---------- DATA SHOWN
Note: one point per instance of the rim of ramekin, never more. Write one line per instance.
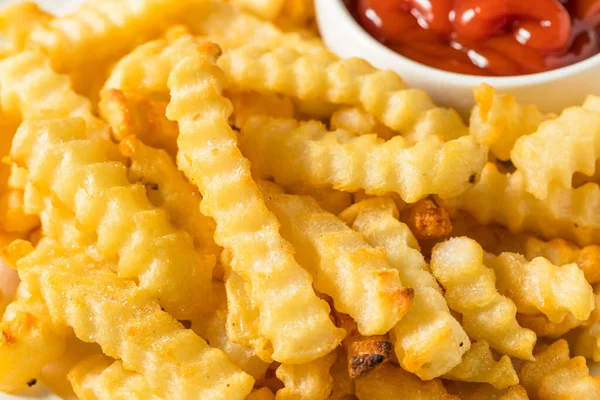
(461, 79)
--------------------
---------- DATA SHOWN
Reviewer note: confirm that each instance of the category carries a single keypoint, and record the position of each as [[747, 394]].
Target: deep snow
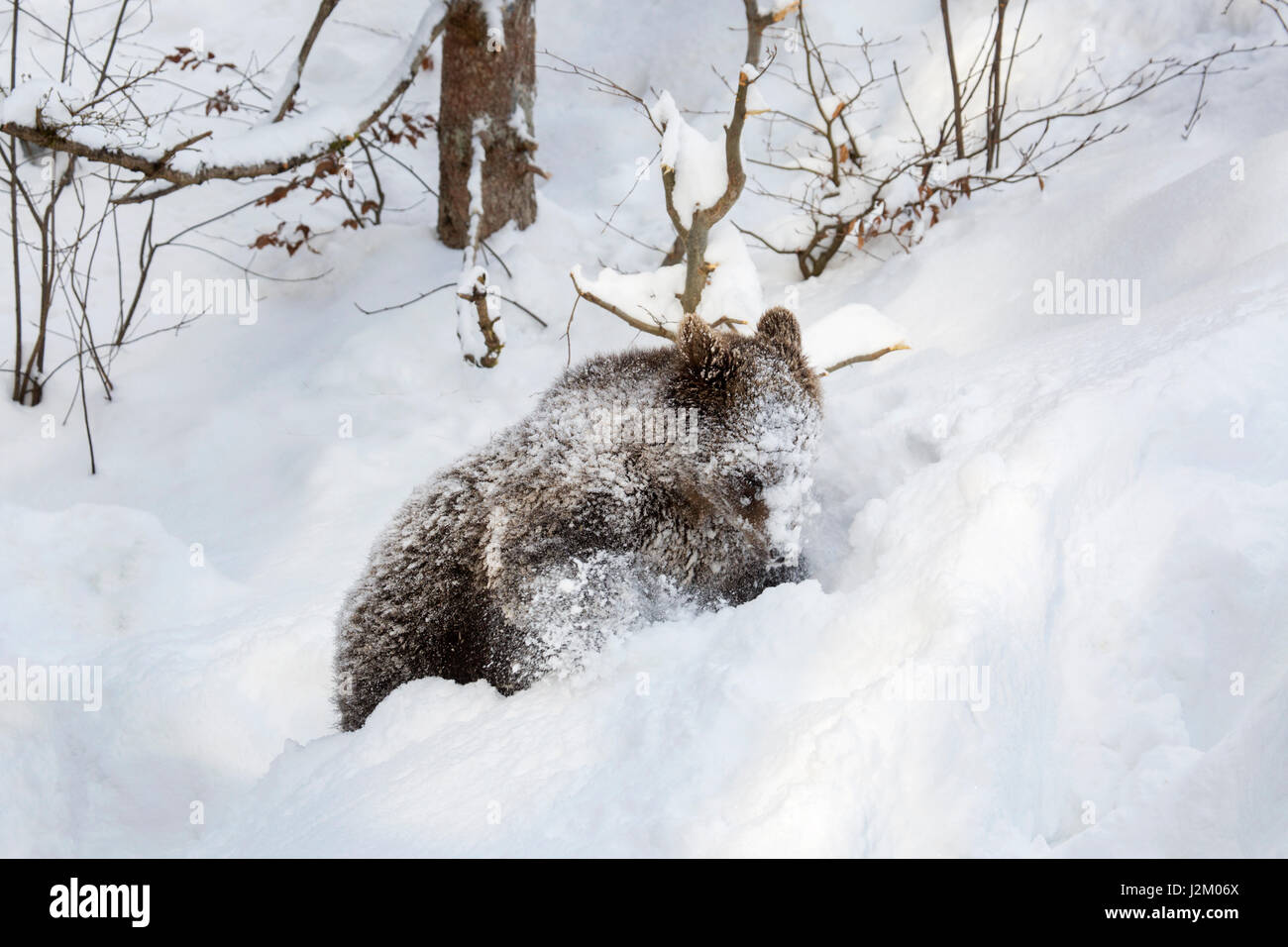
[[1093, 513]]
--------------------
GOAL OF THE EXERCISE: Convert the lines into a JSON list of strings with one string per line, starting with the line containing "Reviewer note: confirm" and going on through the line containing "[[1093, 513]]", both included. Skip blank lines and leave the pictures out.

ANSWER TO THIS EXERCISE:
[
  "Reviewer note: confirm that each instance of the category carries a single keypoint, and record the position of each as [[747, 394]].",
  "Target: deep snow",
  "[[1093, 513]]"
]